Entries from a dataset
'''
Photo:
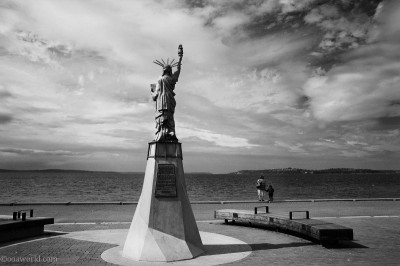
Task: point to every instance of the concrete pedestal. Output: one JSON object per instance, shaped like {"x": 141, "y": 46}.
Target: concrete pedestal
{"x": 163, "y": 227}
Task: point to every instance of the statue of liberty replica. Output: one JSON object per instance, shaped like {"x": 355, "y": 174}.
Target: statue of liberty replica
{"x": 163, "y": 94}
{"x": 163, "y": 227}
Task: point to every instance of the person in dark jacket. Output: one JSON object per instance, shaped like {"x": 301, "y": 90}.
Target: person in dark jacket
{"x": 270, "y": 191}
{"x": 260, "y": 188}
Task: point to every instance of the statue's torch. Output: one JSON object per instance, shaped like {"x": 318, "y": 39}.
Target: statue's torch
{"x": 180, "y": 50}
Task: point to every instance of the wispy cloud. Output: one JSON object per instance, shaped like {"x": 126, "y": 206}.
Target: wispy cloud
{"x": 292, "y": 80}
'''
'''
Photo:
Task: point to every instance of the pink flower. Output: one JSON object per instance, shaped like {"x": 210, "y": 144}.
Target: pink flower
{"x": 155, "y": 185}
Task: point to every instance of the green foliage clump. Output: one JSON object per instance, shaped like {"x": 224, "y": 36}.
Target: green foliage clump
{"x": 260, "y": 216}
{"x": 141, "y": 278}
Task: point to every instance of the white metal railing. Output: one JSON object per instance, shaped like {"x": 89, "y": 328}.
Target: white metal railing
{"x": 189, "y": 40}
'''
Exercise prompt
Please pull out every line of the items above that contains the string "Task". Case counts, so only lines with that exact capitalization qualify.

Answer below
Task: point to every instance of the concrete pedestal. Output: one JSON object per instance, shaped like {"x": 141, "y": 46}.
Task: point to every instance of the statue of liberty replica. Output: one JSON object per instance, shaped like {"x": 355, "y": 174}.
Task: point to every instance of the person in dark jacket. Output: one JSON object per instance, shaped like {"x": 301, "y": 90}.
Task: point to every instance of the statue's torch. Output: one JSON object per instance, shaped like {"x": 318, "y": 39}.
Task: point to every instance of the wispy cloud. Output: one JSON object per instance, shaped like {"x": 126, "y": 206}.
Task: point to every instance of the pink flower. Output: one JSON object per instance, shaped like {"x": 210, "y": 144}.
Task: point to every instance of the green foliage clump. Output: one JSON object per instance, shaped like {"x": 224, "y": 36}.
Task: point to every instance of the white metal railing. Output: one JSON object per instance, shaped like {"x": 89, "y": 328}.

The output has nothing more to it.